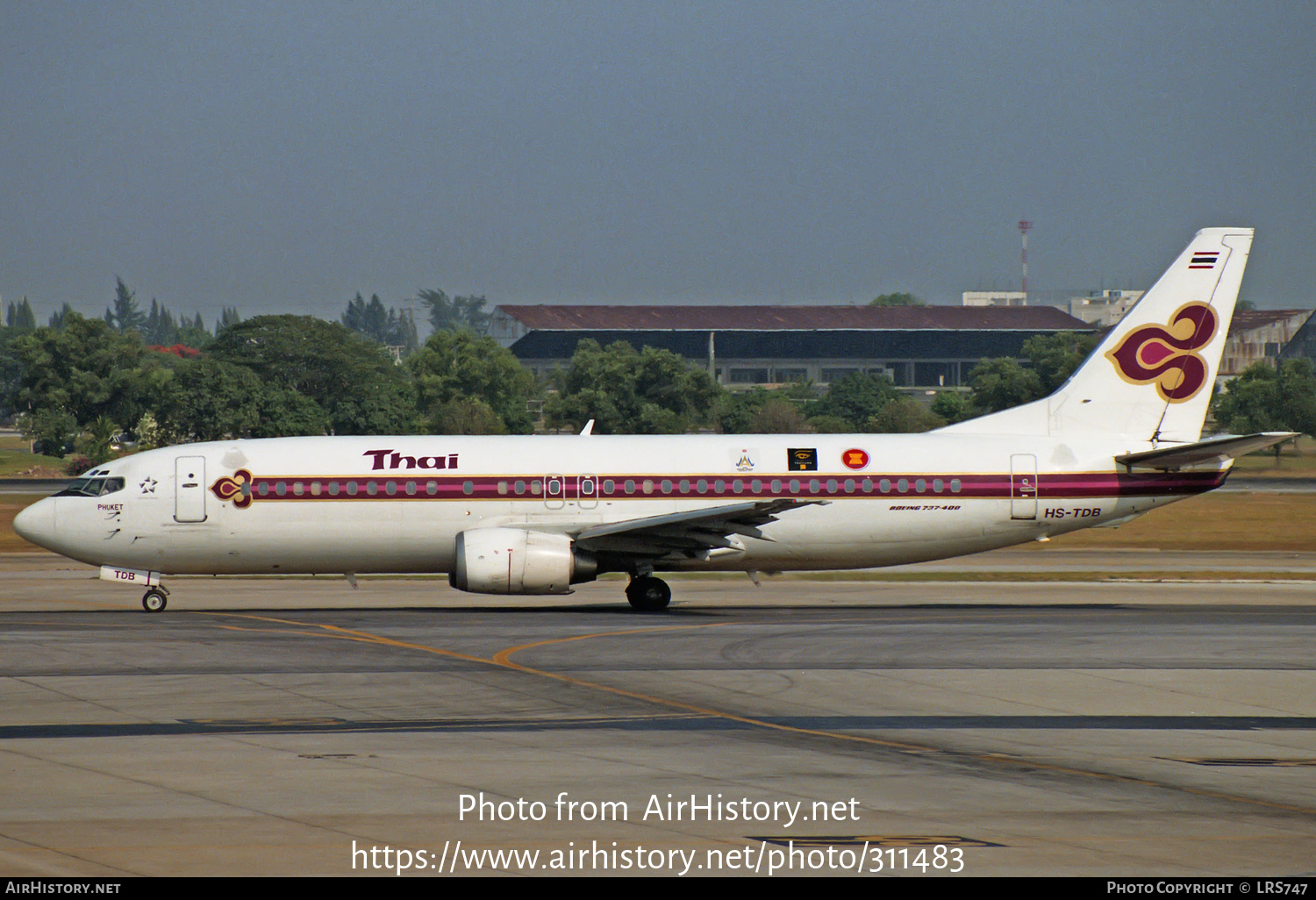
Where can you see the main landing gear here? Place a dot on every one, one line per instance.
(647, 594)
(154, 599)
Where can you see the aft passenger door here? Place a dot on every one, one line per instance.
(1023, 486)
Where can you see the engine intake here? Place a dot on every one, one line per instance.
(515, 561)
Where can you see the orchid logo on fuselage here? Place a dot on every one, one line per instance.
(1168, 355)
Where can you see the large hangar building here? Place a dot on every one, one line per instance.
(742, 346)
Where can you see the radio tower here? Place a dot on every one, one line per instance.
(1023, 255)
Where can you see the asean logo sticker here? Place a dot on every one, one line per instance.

● **INSTRUCTIONS FOR THE TASK**
Copy every entry word for word, but omit the pictures.

● **SOLUTION BELOW**
Where can you see the main landing gear here? Place a dot on every one, one line per instance.
(647, 594)
(154, 599)
Where can you see the aft passenger door here? Place a dot on every one, one line per instance.
(1023, 486)
Where can you see the engine intake here? Place a dot on every one, one line per instance.
(515, 561)
Where can you see the orchid logo on fuselage here? Place a dot on every one, one line per instance.
(1168, 355)
Where can you see the large hangar building here? Place a dot on every one, one line per instance.
(742, 346)
Where can you see the radio tower here? Place a dot on every one, one line per instance.
(1023, 255)
Where can you see the asean logo sticker here? Place a dot on every one, one line per instance.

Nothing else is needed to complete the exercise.